SUPPLIED DATA:

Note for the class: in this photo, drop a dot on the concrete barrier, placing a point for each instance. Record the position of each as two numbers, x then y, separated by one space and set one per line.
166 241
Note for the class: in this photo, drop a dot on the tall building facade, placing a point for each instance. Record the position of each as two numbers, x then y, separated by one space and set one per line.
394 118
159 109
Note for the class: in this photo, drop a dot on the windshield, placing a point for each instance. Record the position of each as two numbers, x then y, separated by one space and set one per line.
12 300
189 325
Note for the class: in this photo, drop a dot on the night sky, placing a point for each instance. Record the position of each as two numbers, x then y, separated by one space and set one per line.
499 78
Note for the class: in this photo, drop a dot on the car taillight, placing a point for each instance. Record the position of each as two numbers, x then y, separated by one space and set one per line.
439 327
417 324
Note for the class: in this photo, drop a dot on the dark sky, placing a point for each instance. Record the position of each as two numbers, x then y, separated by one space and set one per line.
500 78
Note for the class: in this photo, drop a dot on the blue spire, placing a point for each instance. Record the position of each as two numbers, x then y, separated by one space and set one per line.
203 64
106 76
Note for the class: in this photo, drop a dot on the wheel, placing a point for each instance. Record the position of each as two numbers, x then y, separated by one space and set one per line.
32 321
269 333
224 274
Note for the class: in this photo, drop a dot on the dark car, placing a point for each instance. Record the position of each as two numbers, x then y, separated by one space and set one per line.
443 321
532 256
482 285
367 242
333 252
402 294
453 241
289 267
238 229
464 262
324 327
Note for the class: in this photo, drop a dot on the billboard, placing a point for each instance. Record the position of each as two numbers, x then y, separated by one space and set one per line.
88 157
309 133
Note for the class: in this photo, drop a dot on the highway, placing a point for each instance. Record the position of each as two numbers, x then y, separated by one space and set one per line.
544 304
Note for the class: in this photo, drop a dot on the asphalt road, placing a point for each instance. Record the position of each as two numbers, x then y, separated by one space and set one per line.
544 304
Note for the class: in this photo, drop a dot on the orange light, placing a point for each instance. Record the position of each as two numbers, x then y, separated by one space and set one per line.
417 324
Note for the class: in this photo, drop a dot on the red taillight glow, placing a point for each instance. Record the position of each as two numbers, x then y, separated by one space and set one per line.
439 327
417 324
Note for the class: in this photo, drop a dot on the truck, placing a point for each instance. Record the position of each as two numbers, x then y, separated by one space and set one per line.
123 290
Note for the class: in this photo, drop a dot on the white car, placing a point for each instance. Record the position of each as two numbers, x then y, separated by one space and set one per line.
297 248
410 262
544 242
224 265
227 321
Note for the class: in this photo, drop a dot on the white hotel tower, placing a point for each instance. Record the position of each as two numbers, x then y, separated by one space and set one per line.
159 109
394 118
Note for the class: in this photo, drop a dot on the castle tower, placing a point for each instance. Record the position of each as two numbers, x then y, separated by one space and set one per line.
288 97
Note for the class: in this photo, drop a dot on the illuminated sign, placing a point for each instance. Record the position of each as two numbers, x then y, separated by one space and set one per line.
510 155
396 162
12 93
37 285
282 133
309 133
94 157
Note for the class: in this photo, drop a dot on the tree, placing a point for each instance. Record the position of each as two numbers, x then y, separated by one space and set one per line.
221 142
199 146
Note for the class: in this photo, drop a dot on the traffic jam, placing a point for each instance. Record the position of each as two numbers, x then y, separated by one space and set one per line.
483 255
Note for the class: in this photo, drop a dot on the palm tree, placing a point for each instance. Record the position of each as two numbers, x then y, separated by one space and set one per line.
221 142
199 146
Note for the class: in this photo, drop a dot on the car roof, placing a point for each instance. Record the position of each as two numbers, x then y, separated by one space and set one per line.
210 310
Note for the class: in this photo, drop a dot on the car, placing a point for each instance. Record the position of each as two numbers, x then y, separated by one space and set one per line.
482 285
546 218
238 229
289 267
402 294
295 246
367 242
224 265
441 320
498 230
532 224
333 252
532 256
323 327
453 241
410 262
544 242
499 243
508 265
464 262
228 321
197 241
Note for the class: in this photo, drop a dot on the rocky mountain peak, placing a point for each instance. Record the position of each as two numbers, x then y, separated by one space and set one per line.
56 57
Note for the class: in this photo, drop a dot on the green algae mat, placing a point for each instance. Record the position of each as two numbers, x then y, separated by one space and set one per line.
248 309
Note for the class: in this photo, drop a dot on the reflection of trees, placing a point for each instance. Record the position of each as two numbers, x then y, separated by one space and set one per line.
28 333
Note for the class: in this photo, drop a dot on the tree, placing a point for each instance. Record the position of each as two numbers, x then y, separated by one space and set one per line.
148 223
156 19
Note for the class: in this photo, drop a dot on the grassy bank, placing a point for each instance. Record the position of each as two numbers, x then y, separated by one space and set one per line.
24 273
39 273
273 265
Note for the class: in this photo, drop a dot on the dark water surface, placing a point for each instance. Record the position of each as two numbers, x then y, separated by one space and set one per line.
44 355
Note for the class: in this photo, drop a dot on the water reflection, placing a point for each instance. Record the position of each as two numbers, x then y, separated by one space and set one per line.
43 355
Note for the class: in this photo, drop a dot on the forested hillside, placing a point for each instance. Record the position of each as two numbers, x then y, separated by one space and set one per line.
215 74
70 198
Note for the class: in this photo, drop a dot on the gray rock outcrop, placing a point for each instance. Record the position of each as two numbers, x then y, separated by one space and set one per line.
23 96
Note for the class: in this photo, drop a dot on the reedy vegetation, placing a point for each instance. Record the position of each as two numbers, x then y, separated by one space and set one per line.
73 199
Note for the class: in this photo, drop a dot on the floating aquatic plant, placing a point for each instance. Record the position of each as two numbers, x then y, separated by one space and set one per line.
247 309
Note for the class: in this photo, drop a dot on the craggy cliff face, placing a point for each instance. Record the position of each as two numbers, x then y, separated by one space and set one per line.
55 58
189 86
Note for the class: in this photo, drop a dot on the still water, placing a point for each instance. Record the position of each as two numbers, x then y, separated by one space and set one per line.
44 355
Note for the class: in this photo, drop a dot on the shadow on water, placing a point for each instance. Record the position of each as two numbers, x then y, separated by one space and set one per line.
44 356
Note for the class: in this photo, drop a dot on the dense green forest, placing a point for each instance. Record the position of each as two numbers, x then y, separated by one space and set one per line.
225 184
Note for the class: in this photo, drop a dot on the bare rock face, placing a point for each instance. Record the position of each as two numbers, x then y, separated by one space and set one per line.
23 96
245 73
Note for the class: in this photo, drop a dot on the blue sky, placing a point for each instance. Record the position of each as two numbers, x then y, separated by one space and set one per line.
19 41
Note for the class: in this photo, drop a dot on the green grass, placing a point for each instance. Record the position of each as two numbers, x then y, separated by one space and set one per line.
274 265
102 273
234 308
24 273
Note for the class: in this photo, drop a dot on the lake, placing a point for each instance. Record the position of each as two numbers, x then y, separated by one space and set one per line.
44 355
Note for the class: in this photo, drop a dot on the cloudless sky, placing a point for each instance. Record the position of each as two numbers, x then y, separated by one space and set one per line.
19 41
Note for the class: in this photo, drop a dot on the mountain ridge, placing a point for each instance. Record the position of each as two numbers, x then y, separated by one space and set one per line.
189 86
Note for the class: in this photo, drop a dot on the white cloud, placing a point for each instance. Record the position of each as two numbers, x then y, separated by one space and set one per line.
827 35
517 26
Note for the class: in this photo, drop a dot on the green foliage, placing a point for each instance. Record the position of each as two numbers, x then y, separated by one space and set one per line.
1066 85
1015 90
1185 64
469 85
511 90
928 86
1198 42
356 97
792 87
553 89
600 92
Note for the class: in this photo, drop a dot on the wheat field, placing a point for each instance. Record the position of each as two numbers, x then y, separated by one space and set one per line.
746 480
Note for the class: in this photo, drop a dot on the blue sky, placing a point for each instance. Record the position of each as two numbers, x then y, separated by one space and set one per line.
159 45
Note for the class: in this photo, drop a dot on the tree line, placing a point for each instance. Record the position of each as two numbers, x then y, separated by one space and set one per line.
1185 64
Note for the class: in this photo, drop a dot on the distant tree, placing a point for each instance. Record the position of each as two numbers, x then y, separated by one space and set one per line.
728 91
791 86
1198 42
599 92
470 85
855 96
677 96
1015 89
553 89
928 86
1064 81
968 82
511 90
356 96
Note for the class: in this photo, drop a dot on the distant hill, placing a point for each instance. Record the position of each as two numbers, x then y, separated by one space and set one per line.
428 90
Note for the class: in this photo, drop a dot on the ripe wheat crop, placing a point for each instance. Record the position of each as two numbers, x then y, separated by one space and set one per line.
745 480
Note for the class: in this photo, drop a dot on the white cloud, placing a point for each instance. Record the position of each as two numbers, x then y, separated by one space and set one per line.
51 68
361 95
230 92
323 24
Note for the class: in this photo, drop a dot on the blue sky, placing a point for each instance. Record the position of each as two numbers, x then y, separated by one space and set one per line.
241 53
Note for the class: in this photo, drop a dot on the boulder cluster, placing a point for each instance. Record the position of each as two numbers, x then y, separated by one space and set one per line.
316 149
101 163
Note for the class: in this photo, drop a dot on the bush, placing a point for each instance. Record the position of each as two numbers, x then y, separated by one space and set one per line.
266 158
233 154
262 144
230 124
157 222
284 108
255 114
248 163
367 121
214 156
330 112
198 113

WHAT THE EXERCISE ASKS:
Everything from the line containing "distant hill, placing" through the last line of the records must be given again exactly; leave out all other lines.

THE REPLY:
Note for the class: in this photo, drop a dot on the distant hill, placing a point for each instance. Record the position of each as two numbers, x then y, separated by one space and set one per line.
428 90
Note for the class: in this photo, drop a dot on the ripe wheat crop, placing a point for each instance. Record the position of each as two numbers, x then y, separated by one space and set one per line.
745 480
Note for the class: in this photo, drop a dot on the white cloud, placing a point for each instance. Record the position of each as two numbers, x then y, separated by one space and set one per line.
51 68
361 95
230 92
323 24
Note for the class: in this photo, drop a dot on the blue sky, placing a point for each instance. Record the position of each as two numbers, x then y, separated by one space and set one per line.
241 53
Note for the class: in this photo, drop a dot on the boulder cluster, placing a point for each instance. Record the position of each as two numbers, x then y, separated by one space and set one per line.
316 149
101 163
Note for the class: in this photo, drop a dot on the bush, placing a point for each instance. Record the position of each as two numbers, x then y, separated by one space and set one per line.
266 158
233 154
262 144
230 124
157 222
284 108
255 114
248 163
367 121
214 156
330 112
198 113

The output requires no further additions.